PROBLEM STATEMENT
Reproduce the data below word for word, from the line that contains "I would be grateful if you could indicate the trimmed" through the final line of the data, including both of those lines.

Data lines
..............................
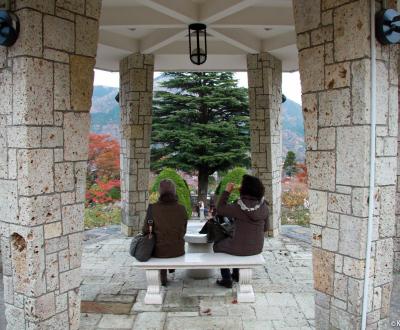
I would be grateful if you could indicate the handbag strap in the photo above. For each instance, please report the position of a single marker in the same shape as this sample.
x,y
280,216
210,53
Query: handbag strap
x,y
150,220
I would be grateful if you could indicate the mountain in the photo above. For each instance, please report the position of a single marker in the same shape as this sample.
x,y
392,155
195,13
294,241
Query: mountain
x,y
105,115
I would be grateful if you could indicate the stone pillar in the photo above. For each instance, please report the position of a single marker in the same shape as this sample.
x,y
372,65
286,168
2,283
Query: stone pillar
x,y
333,38
265,98
46,82
136,94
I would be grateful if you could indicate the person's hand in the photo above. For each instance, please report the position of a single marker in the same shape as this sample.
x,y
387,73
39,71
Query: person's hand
x,y
229,187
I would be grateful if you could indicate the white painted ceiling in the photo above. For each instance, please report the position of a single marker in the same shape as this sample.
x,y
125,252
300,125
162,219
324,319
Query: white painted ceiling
x,y
160,27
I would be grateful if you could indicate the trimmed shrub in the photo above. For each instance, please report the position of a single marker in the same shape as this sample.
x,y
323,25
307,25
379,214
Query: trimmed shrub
x,y
182,189
234,176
..............................
TASK SOLUTION
I would be grateful if you could indicate the trimmed shrub in the photo above. For each instance, please report the position of a single marker in the same shape as this sample.
x,y
323,25
307,25
379,214
Query: trimmed shrub
x,y
182,189
234,176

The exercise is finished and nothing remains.